### AIM OF THE EXERCISE
Could you return only the lines that run from the line with "Please mark the" through the final line of the data, exactly as they stand?

### TASK MATERIAL
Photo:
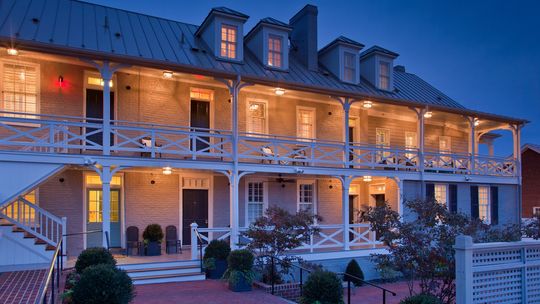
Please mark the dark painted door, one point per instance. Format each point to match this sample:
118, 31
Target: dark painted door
94, 114
200, 118
194, 209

### RESPONSE TO THE EXERCISE
Please mark the dark painted door, one point per instance. Format each point to match this sample:
118, 31
Target: dark painted door
94, 114
200, 118
194, 209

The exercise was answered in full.